**Task to carry out:**
Could you repeat, word for word, every line from the one containing "Subject = short dark hair" through the final line of the records below, and nothing else?

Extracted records
++++++++

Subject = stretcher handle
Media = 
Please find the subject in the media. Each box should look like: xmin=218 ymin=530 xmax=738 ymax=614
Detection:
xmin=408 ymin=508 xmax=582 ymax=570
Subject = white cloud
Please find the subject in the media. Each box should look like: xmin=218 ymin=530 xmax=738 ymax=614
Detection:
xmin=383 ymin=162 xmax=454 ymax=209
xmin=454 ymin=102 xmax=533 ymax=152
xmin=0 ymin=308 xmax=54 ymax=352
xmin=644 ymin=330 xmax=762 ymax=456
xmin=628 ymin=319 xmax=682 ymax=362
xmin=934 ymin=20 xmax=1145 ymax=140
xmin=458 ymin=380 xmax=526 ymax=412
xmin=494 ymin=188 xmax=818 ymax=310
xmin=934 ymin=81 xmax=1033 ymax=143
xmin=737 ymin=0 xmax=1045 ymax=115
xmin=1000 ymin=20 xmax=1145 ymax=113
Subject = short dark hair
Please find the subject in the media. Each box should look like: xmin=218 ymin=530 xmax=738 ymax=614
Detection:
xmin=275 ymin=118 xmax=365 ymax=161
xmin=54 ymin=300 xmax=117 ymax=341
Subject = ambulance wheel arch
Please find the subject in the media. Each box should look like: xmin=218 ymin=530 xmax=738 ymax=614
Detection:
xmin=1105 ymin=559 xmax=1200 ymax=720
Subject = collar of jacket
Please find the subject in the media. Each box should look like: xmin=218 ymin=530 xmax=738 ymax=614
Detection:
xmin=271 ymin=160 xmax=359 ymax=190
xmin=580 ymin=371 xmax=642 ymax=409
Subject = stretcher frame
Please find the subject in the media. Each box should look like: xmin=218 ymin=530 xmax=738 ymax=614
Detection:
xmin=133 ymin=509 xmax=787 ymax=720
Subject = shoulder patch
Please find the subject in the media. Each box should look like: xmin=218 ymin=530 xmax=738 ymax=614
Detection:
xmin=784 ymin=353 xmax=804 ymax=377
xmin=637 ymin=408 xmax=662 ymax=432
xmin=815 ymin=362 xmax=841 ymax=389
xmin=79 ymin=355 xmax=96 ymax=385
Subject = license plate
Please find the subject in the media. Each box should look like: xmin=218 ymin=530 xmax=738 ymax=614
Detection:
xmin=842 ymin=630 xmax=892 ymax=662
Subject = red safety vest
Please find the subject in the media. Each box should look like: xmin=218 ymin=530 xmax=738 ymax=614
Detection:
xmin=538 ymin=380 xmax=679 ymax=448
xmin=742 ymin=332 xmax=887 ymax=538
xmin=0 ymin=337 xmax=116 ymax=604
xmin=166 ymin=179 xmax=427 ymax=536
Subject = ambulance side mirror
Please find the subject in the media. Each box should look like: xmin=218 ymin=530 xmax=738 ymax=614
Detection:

++++++++

**Task result:**
Subject = short dark hair
Please find the subject in the media. Each box should look like: xmin=218 ymin=530 xmax=738 ymax=614
Detection:
xmin=275 ymin=118 xmax=365 ymax=161
xmin=54 ymin=300 xmax=117 ymax=341
Subject = ambulance wheel arch
Please find the subject in the media. Each box should look like: xmin=218 ymin=530 xmax=738 ymax=614
Detection:
xmin=1105 ymin=559 xmax=1200 ymax=720
Subject = collar of jacket
Please find the subject in the media. Each box should look like: xmin=218 ymin=530 xmax=738 ymax=614
Detection:
xmin=271 ymin=160 xmax=359 ymax=190
xmin=580 ymin=371 xmax=642 ymax=409
Subject = stretcher frame
Please find the subject in the media. Each box should look like: xmin=218 ymin=530 xmax=738 ymax=614
Detection:
xmin=133 ymin=509 xmax=787 ymax=720
Subject = shoulder patch
Please find the subject in the media. Each box should look like: xmin=218 ymin=530 xmax=738 ymax=614
Detection:
xmin=784 ymin=353 xmax=804 ymax=377
xmin=637 ymin=408 xmax=662 ymax=432
xmin=815 ymin=362 xmax=841 ymax=389
xmin=79 ymin=355 xmax=96 ymax=385
Subject = license plate
Please find the subject in the media. Each box should look like: xmin=218 ymin=530 xmax=738 ymax=614
Detection:
xmin=842 ymin=630 xmax=892 ymax=662
Subject = red safety vest
Please find the subject in the media. Each box should look like: xmin=218 ymin=530 xmax=738 ymax=614
Detection:
xmin=538 ymin=380 xmax=679 ymax=448
xmin=742 ymin=332 xmax=887 ymax=538
xmin=0 ymin=337 xmax=116 ymax=604
xmin=166 ymin=179 xmax=427 ymax=536
Subject = ambulance side mirror
Please find the subject in the media. Each box should look like: xmin=218 ymin=530 xmax=738 ymax=614
Detection:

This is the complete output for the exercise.